-- TASK PROMPT --
Reproduce every entry exactly, without alteration.

[EXTRACTED INFORMATION Boundary: Start]

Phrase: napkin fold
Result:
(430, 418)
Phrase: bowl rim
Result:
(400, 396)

[EXTRACTED INFORMATION Boundary: End]

-- RESULT OF THE EXERCISE --
Phrase: napkin fold
Result:
(430, 418)
Phrase: bowl rim
Result:
(400, 396)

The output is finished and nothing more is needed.